Extrait choisi =>
──────

La jurisprudence francophone des Cours suprêmes


recherche avancée

17/12/2019 | FRANCE | N°17VE02360

France | France, Cour administrative d'appel de Versailles, 3ème chambre, 17 décembre 2019, 17VE02360


Vu la procédure suivante :

Procédure contentieuse antérieure :

M. et Mme A... D... ont demandé au Tribunal administratif de Montreuil, d'une part, de prononcer la décharge des cotisations supplémentaires d'impôt sur le revenu, de contributions sociales et de contribution exceptionnelle sur les hauts revenus auxquelles ils ont été assujettis au titre de l'année 2011, ainsi que des intérêts de retard correspondants, et, d'autre part, de mettre à la charge de l'État la somme de 2 000 euros au titre de l'article L. 761-1 du code de justice administrative.

Par un

jugement n° 1510342 du 10 avril 2017, le Tribunal administratif de Montreuil a,...

Vu la procédure suivante :

Procédure contentieuse antérieure :

M. et Mme A... D... ont demandé au Tribunal administratif de Montreuil, d'une part, de prononcer la décharge des cotisations supplémentaires d'impôt sur le revenu, de contributions sociales et de contribution exceptionnelle sur les hauts revenus auxquelles ils ont été assujettis au titre de l'année 2011, ainsi que des intérêts de retard correspondants, et, d'autre part, de mettre à la charge de l'État la somme de 2 000 euros au titre de l'article L. 761-1 du code de justice administrative.

Par un jugement n° 1510342 du 10 avril 2017, le Tribunal administratif de Montreuil a, en premier lieu, déchargé M. et Mme D... des cotisations supplémentaires d'impôt sur le revenu, de contributions sociales et de contribution exceptionnelle sur les hauts revenus auxquelles ils ont été assujettis au titre de l'année 2011, ainsi que des intérêts de retard correspondants, et, en second lieu, mis à la charge de l'État une somme de 1 500 euros au titre de l'article L. 761-1 du code de justice administrative.

──────

Consigne 1 => Affichez chaque ligne des enregistrements où figure le mot « face », en tenant compte de la casse.

Enregistrements =>
──────

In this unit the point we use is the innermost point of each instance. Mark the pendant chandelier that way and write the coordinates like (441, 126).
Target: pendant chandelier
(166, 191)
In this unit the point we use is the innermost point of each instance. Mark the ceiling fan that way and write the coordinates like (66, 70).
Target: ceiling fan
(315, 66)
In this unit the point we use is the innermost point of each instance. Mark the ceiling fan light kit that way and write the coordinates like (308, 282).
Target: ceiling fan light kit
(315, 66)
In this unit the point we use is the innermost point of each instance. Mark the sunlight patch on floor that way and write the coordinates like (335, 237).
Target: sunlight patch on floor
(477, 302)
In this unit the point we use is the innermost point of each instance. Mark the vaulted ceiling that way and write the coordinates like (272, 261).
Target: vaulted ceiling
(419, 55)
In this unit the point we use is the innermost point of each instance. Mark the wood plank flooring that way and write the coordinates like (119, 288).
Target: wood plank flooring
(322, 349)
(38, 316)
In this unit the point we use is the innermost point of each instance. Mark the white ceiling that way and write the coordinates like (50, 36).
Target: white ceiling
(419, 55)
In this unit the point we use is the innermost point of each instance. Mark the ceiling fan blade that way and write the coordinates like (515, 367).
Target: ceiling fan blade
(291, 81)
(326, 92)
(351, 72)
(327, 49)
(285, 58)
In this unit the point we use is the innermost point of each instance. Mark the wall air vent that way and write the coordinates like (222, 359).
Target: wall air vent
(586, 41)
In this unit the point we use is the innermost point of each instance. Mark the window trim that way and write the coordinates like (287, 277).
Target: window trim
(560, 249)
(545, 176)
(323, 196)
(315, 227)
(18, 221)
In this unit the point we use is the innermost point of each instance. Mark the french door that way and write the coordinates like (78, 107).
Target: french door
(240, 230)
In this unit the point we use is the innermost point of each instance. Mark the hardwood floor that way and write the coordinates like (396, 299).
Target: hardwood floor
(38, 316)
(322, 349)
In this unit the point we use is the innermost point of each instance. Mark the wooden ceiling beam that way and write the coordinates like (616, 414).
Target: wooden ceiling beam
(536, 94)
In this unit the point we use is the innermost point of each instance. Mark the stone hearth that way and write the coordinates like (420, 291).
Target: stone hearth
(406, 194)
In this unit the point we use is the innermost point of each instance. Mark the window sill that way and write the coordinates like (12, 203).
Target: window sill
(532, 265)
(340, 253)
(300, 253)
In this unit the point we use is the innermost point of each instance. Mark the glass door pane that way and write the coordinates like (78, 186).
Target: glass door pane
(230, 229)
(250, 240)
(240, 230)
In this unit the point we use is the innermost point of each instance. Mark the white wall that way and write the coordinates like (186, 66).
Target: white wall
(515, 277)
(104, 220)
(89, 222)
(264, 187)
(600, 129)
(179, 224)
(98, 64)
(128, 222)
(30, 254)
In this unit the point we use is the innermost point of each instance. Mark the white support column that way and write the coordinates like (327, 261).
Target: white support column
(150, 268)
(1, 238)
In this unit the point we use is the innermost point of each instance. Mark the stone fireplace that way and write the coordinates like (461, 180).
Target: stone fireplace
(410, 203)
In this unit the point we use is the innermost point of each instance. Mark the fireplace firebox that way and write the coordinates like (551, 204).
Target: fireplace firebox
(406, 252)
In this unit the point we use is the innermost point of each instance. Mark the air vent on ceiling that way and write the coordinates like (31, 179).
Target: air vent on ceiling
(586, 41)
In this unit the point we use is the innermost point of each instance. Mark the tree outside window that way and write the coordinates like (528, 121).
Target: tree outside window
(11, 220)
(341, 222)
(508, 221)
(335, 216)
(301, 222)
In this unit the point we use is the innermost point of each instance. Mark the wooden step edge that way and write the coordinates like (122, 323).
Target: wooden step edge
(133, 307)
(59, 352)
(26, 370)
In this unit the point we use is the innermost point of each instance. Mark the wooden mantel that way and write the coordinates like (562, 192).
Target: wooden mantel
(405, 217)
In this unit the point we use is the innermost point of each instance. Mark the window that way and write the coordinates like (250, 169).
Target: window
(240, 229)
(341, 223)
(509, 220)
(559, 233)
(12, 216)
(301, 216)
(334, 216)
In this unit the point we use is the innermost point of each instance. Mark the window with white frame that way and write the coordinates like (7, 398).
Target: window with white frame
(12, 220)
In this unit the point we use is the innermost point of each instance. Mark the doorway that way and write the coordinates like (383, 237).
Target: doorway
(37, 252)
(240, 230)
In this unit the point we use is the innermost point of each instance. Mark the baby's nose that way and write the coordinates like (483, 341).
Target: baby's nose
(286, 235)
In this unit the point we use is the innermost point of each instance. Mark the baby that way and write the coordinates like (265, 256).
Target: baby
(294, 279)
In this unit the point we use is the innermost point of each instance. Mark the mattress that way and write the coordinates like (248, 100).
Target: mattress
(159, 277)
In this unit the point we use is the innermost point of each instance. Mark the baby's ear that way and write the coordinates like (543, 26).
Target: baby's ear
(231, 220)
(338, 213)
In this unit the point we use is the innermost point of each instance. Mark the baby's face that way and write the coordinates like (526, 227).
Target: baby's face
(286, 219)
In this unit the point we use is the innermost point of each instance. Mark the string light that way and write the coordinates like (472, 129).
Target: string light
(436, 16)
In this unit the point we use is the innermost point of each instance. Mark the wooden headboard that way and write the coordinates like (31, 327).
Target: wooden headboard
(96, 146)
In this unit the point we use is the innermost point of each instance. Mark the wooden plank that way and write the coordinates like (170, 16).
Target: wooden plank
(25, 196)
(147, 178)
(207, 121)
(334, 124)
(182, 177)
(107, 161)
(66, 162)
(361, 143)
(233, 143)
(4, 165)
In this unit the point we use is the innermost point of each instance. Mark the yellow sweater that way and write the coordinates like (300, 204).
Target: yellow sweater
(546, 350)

──────

Consigne 2 => Recopiez le passage de l'arrêt qui va de « 17/12/2019 | FRANCE » à « de Montreuil a,... ».

Réponse attendue 1 =>
In this unit the point we use is the innermost point of each instance. Mark the baby's face that way and write the coordinates like (526, 227).
Target: baby's face

Réponse attendue 2 =>
17/12/2019 | FRANCE | N°17VE02360

France | France, Cour administrative d'appel de Versailles, 3ème chambre, 17 décembre 2019, 17VE02360


Vu la procédure suivante :

Procédure contentieuse antérieure :

M. et Mme A... D... ont demandé au Tribunal administratif de Montreuil, d'une part, de prononcer la décharge des cotisations supplémentaires d'impôt sur le revenu, de contributions sociales et de contribution exceptionnelle sur les hauts revenus auxquelles ils ont été assujettis au titre de l'année 2011, ainsi que des intérêts de retard correspondants, et, d'autre part, de mettre à la charge de l'État la somme de 2 000 euros au titre de l'article L. 761-1 du code de justice administrative.

Par un

jugement n° 1510342 du 10 avril 2017, le Tribunal administratif de Montreuil a,...